> **Instrução 1**: Filtre a listagem e copie todas as linhas que contêm a palavra "beach".
━━ Trecho de origem
#  > Telecomunicações >  > Huawei >  >  Cabo de Energia OLT

## lllpato

Opa galera, estou com uma MA5608T, está sem os cabos de energia e não encontro em nenhum lugar para comprar, alguém saberia me dizer algum local aqui no brasil que tenha pronta entrega?

----------


## inquiery

Resposta bem atrasada mas não entro mais com frequência aqui no fórum.

A um tempo atras eu estava procurando esses cabos também. Simplesmente não vende em lugar nenhum. Só achei no AliExpress. No final das contas, eu acabei achando os meus cabos que vieram com elas (estavam meio escondidos pelo estoque). Mas é uma tristeza isso. Fico imaginando um cabo desse estregar e a gente precisar um novo.

Você conseguiu achar?

----------


## lllpato

> Resposta bem atrasada mas não entro mais com frequência aqui no fórum.
> 
> A um tempo atras eu estava procurando esses cabos também. Simplesmente não vende em lugar nenhum. Só achei no AliExpress. No final das contas, eu acabei achando os meus cabos que vieram com elas (estavam meio escondidos pelo estoque). Mas é uma tristeza isso. Fico imaginando um cabo desse estregar e a gente precisar um novo.
> 
> Você conseguiu achar?


Achei sim, Fui contratar o serviço de desbloqueio da OLT e perguntei se o rapaz tinha, ele falou que sim, já comprei o cabo e o desbloqueio.


As vezes aparece um ou outro no mercado livre, porém tem de monte no aliexpress, eu encontrei os conectores algum tempo depois, vieram com o kit de ligação de um radio digital, era só montar os conectores com um cabo de cobre.

----------
━━━━
━━ Dados de entrada
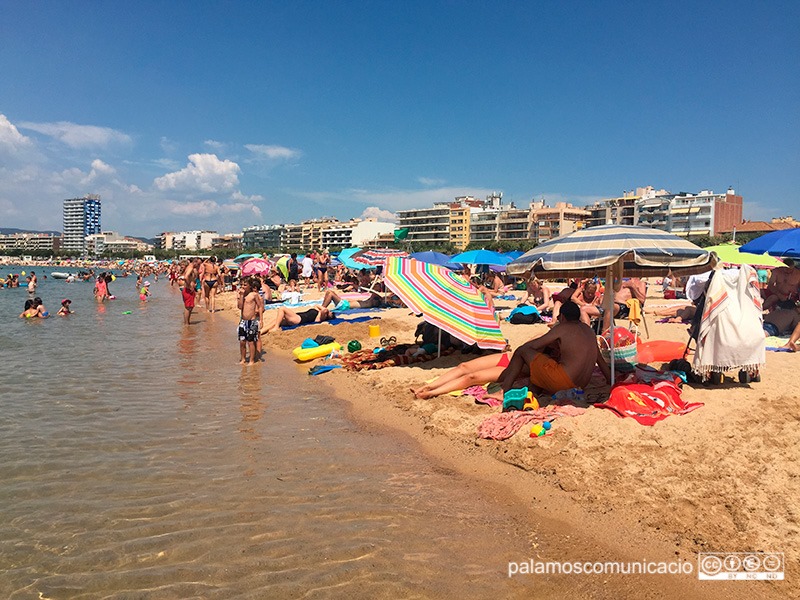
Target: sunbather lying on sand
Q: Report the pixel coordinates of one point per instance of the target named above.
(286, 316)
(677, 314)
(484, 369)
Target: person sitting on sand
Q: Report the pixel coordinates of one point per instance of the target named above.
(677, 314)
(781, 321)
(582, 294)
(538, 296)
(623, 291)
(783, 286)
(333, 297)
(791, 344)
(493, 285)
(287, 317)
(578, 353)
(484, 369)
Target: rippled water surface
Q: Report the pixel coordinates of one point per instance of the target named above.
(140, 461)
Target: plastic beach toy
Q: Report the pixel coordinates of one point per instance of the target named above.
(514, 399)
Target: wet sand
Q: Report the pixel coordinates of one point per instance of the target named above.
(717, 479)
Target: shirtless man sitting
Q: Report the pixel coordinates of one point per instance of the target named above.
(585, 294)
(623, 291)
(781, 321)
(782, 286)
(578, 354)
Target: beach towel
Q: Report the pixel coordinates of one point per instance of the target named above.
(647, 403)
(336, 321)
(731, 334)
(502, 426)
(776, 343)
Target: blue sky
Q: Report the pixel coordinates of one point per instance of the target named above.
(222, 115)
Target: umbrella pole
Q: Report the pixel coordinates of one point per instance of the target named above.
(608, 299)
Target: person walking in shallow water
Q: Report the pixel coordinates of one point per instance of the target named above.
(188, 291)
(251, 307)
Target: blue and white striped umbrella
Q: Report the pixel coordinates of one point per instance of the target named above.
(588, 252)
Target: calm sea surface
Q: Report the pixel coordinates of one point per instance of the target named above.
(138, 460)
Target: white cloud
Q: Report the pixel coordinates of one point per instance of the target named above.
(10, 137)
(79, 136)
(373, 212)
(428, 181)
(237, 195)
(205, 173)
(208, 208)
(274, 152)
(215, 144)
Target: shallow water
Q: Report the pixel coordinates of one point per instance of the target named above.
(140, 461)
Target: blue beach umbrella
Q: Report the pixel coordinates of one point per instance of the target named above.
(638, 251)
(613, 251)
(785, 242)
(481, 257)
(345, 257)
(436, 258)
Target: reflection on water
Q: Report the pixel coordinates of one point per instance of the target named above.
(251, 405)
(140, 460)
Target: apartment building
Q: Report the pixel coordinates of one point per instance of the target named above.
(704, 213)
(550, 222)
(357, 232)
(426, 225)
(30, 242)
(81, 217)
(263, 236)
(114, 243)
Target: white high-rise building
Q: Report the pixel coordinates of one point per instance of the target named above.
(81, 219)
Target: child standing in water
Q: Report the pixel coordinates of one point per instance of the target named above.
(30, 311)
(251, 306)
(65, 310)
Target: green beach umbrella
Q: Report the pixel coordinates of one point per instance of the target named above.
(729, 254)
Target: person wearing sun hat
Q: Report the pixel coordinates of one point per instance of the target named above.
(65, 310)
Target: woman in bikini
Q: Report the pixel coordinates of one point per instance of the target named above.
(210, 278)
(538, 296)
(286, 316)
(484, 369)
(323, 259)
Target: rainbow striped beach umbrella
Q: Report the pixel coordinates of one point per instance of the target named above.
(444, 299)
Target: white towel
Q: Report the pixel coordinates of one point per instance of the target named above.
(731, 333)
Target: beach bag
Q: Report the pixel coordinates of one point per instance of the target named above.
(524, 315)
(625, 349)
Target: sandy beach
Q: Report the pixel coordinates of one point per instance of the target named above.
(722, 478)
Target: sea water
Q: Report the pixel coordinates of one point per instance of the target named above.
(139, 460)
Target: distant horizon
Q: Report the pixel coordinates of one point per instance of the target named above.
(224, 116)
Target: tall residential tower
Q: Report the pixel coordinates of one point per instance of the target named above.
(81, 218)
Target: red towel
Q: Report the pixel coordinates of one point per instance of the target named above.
━━━━
> **Instrução 2**: No tópico do fórum sobre o cabo de energia da OLT, por que inquiery diz que a resposta está bem atrasada? Responda em uma a três frases.

> **Resposta final 1**:
Target: plastic beach toy
Target: beach towel
Target: blue beach umbrella
Target: green beach umbrella
Target: rainbow striped beach umbrella
Target: beach bag
Target: sandy beach

> **Resposta final 2**: Porque inquiery não entra mais com frequência no fórum.